It isn't a MUST have.  It is an improvement for CET.

> I still think supporting clone3 is a nice thing to have, specially
> for possible newer architectures and to support newer flags and
> functionalities.
  

Patch

diff --git a/include/clone_internal.h b/include/clone_internal.h
new file mode 100644
index 0000000000..4b23ef33ce
--- /dev/null
+++ b/include/clone_internal.h
@@ -0,0 +1,16 @@ 
+#ifndef _CLONE3_H
+#include_next <clone3.h>
+
+extern __typeof (clone3) __clone3;
+
+/* The internal wrapper of clone/clone2 and clone3.  If __clone3 returns
+   -1 with ENOSYS, fall back to clone or clone2.  */
+extern int __clone_internal (struct clone_args *__cl_args,
+			     int (*__func) (void *__arg), void *__arg);
+
+#ifndef _ISOMAC
+libc_hidden_proto (__clone3)
+libc_hidden_proto (__clone_internal)
+#endif
+
+#endif
diff --git a/nptl/allocatestack.c b/nptl/allocatestack.c
index dc81a2ca73..eebf9c2c3c 100644
--- a/nptl/allocatestack.c
+++ b/nptl/allocatestack.c
@@ -33,47 +33,6 @@ 
 #include <kernel-features.h>
 #include <nptl-stack.h>
 
-#ifndef NEED_SEPARATE_REGISTER_STACK
-
-/* Most architectures have exactly one stack pointer.  Some have more.  */
-# define STACK_VARIABLES void *stackaddr = NULL
-
-/* How to pass the values to the 'create_thread' function.  */
-# define STACK_VARIABLES_ARGS stackaddr
-
-/* How to declare function which gets there parameters.  */
-# define STACK_VARIABLES_PARMS void *stackaddr
-
-/* How to declare allocate_stack.  */
-# define ALLOCATE_STACK_PARMS void **stack
-
-/* This is how the function is called.  We do it this way to allow
-   other variants of the function to have more parameters.  */
-# define ALLOCATE_STACK(attr, pd) allocate_stack (attr, pd, &stackaddr)

Tasks for this exercise —
1) In the clone3 patch, rewrite the comment beginning "The internal wrapper of clone/clone2 and clone3" as a short list that keeps its main facts.
2) Carry the clone3 patch forward from its last line.

(Location labeling records)
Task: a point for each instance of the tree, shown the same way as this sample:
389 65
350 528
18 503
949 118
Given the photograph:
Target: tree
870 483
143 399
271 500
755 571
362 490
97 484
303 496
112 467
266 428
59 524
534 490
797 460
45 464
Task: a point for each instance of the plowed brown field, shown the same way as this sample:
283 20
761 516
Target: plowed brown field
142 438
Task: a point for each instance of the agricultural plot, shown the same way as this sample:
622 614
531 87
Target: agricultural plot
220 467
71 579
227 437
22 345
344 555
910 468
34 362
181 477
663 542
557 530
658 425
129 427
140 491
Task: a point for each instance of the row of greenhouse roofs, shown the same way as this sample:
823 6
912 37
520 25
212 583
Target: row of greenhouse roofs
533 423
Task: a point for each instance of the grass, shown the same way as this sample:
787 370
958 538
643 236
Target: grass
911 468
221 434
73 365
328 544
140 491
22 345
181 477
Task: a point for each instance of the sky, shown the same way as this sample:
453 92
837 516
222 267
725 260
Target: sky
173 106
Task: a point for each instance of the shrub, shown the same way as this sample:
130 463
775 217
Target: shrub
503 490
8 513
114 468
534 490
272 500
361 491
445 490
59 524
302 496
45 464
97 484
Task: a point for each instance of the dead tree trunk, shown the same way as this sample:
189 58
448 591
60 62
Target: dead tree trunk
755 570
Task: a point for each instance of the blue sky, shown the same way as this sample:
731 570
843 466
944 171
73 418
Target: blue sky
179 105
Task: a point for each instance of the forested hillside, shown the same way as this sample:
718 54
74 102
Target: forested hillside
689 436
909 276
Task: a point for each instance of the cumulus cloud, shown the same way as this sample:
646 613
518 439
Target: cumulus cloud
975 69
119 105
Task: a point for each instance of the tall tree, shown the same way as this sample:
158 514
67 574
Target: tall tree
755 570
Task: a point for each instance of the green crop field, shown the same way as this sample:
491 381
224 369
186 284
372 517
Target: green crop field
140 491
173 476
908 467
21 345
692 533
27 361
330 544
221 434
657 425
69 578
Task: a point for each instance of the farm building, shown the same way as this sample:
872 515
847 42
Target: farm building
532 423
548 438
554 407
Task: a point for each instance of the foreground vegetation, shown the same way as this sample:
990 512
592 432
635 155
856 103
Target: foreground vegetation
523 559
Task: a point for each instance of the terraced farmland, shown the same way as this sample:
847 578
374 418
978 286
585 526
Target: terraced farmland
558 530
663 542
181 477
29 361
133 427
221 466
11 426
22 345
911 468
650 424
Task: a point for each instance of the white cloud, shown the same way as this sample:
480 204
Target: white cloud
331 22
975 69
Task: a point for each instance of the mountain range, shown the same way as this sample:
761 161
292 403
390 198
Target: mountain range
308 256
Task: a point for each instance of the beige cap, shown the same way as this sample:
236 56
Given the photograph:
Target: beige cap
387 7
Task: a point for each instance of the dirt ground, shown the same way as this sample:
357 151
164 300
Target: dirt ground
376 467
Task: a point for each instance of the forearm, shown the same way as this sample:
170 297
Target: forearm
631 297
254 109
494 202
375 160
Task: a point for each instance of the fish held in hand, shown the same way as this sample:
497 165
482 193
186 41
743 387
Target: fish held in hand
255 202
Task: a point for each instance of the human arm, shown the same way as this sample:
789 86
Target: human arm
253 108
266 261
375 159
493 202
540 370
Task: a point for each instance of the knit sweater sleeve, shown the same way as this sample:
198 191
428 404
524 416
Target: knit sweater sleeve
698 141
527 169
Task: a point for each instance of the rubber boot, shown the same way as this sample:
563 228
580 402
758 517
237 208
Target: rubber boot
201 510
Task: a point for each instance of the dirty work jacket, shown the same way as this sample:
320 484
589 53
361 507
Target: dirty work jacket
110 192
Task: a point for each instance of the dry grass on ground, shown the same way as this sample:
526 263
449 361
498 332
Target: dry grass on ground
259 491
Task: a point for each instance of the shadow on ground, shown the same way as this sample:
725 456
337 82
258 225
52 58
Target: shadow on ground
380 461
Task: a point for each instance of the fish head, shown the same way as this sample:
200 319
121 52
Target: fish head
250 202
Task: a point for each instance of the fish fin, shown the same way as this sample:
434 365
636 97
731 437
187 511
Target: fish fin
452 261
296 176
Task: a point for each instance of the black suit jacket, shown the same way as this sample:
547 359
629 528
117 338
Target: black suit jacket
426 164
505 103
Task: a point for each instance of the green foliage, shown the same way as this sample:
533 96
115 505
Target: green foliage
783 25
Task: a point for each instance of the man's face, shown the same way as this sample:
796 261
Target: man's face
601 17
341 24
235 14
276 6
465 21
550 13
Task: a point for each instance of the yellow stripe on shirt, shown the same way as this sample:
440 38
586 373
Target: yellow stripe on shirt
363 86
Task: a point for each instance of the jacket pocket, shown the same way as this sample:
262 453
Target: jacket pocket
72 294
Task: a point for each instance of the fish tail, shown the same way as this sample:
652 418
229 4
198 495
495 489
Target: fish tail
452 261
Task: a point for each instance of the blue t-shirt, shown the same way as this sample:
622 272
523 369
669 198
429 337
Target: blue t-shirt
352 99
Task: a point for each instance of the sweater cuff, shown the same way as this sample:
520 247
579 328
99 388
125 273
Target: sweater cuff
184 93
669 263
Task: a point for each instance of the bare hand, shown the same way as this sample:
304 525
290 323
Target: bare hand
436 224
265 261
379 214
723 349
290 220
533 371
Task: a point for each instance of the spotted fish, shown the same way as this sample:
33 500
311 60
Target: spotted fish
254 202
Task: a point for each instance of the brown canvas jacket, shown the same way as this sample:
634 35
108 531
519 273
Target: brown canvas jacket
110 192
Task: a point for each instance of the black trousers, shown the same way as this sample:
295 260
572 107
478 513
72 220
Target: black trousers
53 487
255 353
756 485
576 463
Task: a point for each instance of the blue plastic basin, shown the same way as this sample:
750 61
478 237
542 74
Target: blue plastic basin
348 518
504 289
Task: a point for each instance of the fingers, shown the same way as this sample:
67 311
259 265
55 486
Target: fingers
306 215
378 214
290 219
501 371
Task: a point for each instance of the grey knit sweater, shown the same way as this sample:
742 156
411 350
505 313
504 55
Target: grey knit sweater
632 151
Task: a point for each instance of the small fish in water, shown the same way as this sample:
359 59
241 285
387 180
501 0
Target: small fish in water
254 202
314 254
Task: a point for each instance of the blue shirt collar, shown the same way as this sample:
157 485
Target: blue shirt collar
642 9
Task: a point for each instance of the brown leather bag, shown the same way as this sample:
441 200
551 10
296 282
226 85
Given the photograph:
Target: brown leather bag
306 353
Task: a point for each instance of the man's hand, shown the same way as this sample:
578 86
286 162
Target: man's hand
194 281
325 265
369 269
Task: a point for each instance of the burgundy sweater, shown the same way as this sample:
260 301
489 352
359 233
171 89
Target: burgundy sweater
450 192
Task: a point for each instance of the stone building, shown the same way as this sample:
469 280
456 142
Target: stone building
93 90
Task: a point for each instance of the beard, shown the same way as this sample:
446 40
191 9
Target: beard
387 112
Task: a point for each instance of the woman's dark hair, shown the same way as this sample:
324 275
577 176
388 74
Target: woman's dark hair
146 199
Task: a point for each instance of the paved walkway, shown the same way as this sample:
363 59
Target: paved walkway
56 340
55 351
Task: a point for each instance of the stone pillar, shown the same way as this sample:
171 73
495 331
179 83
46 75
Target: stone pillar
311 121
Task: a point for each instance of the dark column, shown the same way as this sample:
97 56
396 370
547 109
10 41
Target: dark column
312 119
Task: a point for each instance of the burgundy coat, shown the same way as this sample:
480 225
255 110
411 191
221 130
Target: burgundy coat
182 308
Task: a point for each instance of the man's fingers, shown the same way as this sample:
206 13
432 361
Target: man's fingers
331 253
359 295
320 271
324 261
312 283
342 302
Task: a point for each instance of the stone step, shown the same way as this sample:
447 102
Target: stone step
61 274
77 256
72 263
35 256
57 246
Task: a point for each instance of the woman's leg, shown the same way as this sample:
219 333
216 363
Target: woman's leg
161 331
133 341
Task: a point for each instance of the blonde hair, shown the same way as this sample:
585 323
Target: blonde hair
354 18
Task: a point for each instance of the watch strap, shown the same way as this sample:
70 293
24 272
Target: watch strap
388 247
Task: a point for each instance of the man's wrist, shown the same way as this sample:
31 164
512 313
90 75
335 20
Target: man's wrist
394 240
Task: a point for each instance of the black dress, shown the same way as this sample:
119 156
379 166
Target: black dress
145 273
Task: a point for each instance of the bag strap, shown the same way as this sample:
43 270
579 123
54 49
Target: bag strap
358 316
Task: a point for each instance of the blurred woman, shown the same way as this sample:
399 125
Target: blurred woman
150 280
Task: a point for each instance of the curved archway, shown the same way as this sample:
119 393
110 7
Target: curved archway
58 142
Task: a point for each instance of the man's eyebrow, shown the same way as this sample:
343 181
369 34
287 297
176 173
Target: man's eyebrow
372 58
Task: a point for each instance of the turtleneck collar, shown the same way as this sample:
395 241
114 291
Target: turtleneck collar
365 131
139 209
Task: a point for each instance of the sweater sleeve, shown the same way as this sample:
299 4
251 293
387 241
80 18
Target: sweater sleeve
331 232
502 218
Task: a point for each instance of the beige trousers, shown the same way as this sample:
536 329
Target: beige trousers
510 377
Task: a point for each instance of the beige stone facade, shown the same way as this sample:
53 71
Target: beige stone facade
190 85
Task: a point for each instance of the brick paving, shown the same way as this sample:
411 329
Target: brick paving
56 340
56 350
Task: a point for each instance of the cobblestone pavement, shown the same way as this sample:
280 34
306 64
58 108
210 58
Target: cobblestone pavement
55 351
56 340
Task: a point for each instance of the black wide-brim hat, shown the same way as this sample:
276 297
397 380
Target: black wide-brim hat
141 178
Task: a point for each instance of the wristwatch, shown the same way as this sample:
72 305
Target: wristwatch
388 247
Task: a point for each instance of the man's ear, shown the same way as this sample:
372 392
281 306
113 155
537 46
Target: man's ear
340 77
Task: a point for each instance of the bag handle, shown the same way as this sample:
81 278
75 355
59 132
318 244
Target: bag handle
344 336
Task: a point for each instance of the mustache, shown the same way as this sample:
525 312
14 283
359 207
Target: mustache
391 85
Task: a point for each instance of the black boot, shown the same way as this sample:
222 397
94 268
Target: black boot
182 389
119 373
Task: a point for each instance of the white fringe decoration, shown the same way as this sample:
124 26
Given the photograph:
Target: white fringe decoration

Answers to the exercises —
1)
- It describes the internal wrapper for clone/clone2 and clone3.
- If __clone3 returns -1 with ENOSYS, the wrapper falls back to clone or clone2.

2)
-
-#else
-
-/* We need two stacks.  The kernel will place them but we have to tell
-   the kernel about the size of the reserved address space.  */
-# define STACK_VARIABLES void *stackaddr = NULL; size_t stacksize = 0
-
-/* How to pass the values to the 'create_thread' function.  */
-# define STACK_VARIABLES_ARGS stackaddr, stacksize
-
-/* How to declare function which gets there parameters.  */
-# define STACK_VARIABLES_PARMS void *stackaddr, size_t stacksize
-
-/* How to declare allocate_stack.  */
-# define ALLOCATE_STACK_PARMS void **stack, size_t *stacksize
-
-/* This is how the function is called.  We do it this way to allow
-   other variants of the function to have more parameters.  */
-# define ALLOCATE_STACK(attr, pd) \
-  allocate_stack (attr, pd, &stackaddr, &stacksize)
-
-#endif
-
-
 /* Default alignment of stack.  */
 #ifndef STACK_ALIGN
 # define STACK_ALIGN __alignof__ (long double)
@@ -249,7 +208,7 @@  advise_stack_range (void *mem, size_t size, uintptr_t pd, size_t guardsize)
    PDP must be non-NULL.  */
 static int
 allocate_stack (const struct pthread_attr *attr, struct pthread **pdp,
-		ALLOCATE_STACK_PARMS)
+		void **stack, size_t *stacksize)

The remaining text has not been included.